Aim of the task:
Reproduce all records verbatim.

>> BEGIN Stored rows

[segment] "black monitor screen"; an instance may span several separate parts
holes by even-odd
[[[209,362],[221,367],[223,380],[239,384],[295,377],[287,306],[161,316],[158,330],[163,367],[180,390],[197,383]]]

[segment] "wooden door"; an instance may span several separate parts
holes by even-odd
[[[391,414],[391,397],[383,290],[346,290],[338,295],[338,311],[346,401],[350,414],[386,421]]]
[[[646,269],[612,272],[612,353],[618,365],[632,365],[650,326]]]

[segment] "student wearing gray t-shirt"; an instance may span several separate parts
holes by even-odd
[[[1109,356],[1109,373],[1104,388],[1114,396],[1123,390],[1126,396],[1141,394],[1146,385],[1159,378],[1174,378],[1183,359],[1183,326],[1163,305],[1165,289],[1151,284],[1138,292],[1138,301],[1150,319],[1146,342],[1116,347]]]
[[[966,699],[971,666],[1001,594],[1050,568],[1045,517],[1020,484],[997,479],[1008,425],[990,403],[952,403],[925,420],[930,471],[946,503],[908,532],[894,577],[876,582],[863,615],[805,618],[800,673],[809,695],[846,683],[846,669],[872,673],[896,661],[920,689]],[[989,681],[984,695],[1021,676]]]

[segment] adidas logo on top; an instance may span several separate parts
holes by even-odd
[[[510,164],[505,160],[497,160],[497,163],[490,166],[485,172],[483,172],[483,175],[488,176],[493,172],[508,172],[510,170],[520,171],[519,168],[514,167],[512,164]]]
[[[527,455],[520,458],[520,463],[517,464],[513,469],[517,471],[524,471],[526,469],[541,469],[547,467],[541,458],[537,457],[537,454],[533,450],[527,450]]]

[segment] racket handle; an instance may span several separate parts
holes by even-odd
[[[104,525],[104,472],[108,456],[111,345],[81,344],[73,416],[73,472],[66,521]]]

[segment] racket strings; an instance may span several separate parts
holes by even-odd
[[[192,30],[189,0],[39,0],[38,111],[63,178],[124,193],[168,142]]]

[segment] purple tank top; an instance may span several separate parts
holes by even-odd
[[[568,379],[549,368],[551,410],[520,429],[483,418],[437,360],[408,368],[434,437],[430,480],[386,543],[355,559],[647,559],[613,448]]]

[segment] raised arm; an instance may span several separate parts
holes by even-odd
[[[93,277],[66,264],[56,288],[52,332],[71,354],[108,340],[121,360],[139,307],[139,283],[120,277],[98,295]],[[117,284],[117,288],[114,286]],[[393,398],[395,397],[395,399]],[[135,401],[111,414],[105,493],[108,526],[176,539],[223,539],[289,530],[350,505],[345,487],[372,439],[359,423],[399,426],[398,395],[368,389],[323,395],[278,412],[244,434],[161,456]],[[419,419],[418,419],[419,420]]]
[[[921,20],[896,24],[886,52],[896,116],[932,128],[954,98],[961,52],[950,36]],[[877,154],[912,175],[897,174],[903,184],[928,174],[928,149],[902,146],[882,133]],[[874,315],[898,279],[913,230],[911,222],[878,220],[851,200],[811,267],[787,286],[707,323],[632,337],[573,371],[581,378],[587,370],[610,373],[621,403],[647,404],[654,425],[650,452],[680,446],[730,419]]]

>> END Stored rows

Written response:
[segment] "black monitor screen"; an instance may span several separate parts
holes by even-odd
[[[209,362],[221,367],[223,380],[239,384],[295,377],[287,306],[161,316],[158,330],[163,367],[180,390],[197,383]]]

[segment] "wooden door"; an instance may span several separate parts
holes by even-odd
[[[391,414],[391,397],[383,290],[346,290],[338,295],[338,311],[346,401],[350,414],[386,421]]]
[[[646,269],[612,272],[612,353],[618,365],[632,365],[650,326]]]

[segment] "student wearing gray t-shirt"; an instance may span several separate parts
holes by even-odd
[[[1109,356],[1109,373],[1104,388],[1114,396],[1123,390],[1126,396],[1141,394],[1146,385],[1159,378],[1174,378],[1183,359],[1183,326],[1163,305],[1165,289],[1151,284],[1138,292],[1138,301],[1150,319],[1146,342],[1116,347]]]
[[[966,699],[971,666],[1001,594],[1050,568],[1045,517],[1020,484],[997,479],[1008,425],[990,403],[952,403],[925,420],[930,471],[946,503],[908,532],[894,577],[876,582],[863,615],[805,618],[800,673],[809,695],[846,683],[846,669],[872,673],[896,661],[920,689]],[[989,681],[984,695],[1021,676]]]

[segment] adidas logo on top; an instance may span several separate parts
holes by even-odd
[[[510,164],[505,160],[497,160],[497,163],[490,166],[485,172],[483,172],[483,175],[488,176],[493,172],[508,172],[510,170],[520,171],[519,168],[514,167],[512,164]]]
[[[527,455],[520,458],[520,463],[517,464],[513,469],[517,471],[524,471],[526,469],[541,469],[547,467],[541,458],[537,457],[537,454],[533,450],[527,450]]]

[segment] racket handle; an instance may span several separate parts
holes by even-odd
[[[104,525],[104,472],[108,456],[111,345],[81,344],[73,416],[73,472],[66,521]]]

[segment] racket strings; an instance may span several separate parts
holes by even-odd
[[[192,30],[189,0],[39,0],[38,111],[63,178],[124,193],[168,142]]]

[segment] purple tank top; an instance may span several separate parts
holes by even-odd
[[[568,379],[549,368],[551,410],[520,429],[483,418],[437,360],[408,368],[434,437],[430,480],[386,543],[355,559],[647,559],[613,448]]]

[segment] raised arm; an instance may span several separate parts
holes by even-odd
[[[93,277],[66,264],[56,288],[52,332],[71,354],[108,340],[121,360],[139,307],[139,283],[120,277],[98,295]],[[117,284],[117,288],[114,286]],[[393,398],[395,397],[395,399]],[[135,401],[111,414],[105,493],[108,526],[176,539],[223,539],[289,530],[350,505],[345,487],[372,439],[359,423],[399,426],[398,395],[368,389],[323,395],[278,412],[244,434],[161,456]],[[419,419],[418,419],[419,420]]]
[[[921,20],[896,24],[886,52],[896,116],[932,128],[954,98],[961,52],[950,36]],[[877,154],[912,175],[897,174],[903,184],[928,174],[928,149],[902,146],[882,133]],[[874,315],[898,279],[913,230],[911,222],[878,220],[851,200],[811,267],[787,286],[707,323],[632,337],[573,371],[581,378],[587,370],[610,373],[621,403],[647,404],[654,425],[650,452],[680,446],[730,419]]]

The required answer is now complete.